Data listing
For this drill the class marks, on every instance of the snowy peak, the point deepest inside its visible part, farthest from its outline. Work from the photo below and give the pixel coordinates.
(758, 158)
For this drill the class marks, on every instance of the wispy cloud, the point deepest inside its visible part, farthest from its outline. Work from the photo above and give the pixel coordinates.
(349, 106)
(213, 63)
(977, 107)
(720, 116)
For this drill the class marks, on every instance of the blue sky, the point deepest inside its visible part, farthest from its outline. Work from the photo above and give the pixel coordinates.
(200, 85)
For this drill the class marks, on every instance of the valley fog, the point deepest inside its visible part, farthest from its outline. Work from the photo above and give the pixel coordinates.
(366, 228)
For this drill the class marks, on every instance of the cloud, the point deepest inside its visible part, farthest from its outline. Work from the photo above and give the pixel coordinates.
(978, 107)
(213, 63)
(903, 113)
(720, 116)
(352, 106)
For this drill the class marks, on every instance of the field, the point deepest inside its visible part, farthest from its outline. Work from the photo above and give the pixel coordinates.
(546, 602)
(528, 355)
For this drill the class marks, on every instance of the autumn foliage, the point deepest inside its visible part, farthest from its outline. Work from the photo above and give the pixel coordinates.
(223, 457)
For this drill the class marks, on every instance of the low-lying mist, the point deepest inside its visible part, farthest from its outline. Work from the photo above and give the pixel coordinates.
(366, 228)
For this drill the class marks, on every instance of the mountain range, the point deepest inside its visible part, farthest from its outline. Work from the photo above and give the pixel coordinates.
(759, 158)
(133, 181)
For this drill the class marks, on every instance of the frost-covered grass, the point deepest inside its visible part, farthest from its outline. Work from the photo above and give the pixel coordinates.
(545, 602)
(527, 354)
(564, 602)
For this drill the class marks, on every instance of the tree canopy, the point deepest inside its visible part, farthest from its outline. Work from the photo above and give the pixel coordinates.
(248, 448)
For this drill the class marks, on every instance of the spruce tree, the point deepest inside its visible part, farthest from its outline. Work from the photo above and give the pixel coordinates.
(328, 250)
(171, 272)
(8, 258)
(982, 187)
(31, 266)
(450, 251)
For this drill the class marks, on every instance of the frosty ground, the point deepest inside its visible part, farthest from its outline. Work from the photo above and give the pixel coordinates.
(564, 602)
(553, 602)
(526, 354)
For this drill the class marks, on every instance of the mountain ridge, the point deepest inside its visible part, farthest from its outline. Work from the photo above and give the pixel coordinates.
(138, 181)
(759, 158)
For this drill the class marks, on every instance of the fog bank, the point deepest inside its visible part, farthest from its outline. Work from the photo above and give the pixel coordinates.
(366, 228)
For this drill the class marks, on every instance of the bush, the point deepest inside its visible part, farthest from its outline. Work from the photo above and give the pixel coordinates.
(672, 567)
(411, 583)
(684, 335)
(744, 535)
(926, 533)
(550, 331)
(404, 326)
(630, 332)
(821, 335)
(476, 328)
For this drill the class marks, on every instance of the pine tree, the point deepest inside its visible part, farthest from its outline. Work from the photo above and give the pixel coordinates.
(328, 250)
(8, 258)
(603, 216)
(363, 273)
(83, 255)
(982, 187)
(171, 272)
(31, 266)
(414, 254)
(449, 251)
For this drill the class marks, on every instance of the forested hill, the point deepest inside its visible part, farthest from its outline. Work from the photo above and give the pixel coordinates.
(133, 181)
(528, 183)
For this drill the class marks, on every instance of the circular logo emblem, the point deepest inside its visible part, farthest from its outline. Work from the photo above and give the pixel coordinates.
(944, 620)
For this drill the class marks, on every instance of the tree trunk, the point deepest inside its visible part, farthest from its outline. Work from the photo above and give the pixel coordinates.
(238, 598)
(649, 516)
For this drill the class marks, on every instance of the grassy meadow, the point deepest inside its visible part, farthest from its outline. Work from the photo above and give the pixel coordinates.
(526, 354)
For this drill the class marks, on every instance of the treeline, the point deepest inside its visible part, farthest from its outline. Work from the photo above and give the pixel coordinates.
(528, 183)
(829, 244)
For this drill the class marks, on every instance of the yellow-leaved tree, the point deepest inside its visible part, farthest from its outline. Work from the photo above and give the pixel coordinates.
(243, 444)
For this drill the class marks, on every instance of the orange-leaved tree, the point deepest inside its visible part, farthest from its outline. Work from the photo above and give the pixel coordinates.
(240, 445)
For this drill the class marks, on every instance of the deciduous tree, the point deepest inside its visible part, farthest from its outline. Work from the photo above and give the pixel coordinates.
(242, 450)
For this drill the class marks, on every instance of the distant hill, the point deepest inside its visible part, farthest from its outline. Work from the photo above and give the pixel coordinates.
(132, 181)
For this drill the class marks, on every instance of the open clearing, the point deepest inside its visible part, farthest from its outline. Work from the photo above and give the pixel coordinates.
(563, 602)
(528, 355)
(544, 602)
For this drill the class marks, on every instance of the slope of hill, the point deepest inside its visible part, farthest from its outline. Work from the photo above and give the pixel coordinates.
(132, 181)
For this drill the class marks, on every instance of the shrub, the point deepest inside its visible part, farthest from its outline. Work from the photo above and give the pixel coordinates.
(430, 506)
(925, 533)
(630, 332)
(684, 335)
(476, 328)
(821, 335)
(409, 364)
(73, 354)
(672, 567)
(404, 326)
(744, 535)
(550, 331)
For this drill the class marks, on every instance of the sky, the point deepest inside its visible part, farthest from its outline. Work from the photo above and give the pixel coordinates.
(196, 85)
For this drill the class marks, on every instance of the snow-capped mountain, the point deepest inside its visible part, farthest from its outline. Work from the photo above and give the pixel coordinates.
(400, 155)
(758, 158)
* * *
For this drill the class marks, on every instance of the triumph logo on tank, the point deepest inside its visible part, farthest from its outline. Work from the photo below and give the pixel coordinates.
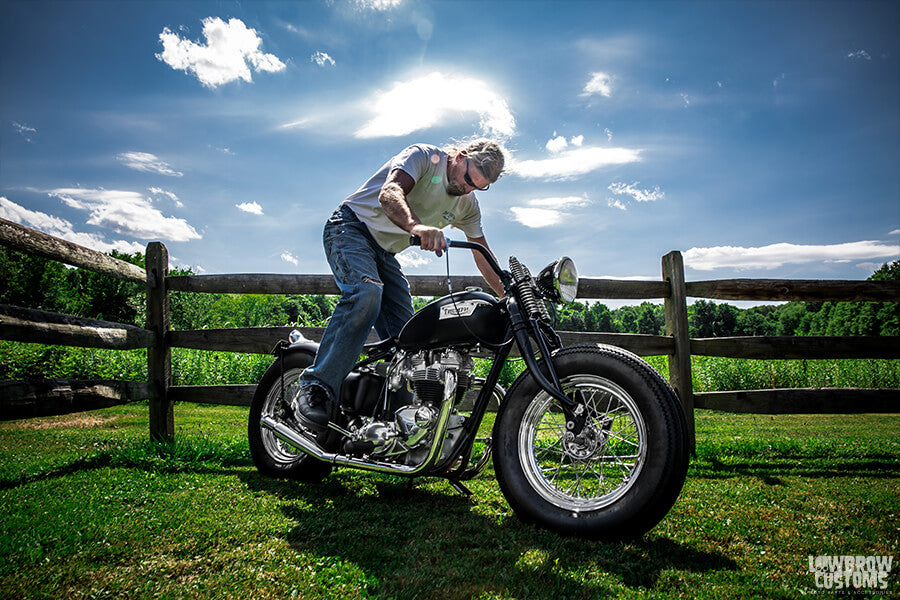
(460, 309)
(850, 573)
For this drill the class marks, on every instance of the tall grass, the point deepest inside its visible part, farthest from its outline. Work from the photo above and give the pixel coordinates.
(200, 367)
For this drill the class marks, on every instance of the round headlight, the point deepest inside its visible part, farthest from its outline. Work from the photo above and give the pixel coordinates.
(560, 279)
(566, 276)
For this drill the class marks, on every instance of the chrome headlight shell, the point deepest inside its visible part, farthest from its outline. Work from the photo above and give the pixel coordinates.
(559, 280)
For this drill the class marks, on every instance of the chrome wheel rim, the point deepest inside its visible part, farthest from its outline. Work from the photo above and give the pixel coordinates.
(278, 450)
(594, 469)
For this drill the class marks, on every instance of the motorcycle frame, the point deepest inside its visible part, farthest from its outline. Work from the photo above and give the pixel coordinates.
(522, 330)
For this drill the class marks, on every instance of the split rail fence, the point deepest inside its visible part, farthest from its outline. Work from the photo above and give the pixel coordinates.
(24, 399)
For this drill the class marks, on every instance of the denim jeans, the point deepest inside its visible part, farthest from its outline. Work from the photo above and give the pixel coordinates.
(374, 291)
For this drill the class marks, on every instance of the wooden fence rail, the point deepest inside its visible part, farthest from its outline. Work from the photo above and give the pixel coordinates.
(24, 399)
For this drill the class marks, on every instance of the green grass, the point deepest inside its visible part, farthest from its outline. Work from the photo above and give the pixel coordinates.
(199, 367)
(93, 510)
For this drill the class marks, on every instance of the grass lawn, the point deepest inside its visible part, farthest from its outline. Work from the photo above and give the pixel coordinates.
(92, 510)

WHAT IS ASKED: How many lines in the entries above contain the word "cloud"? Reply with the number alone.

RESULT OF THIS EXERCISE: 2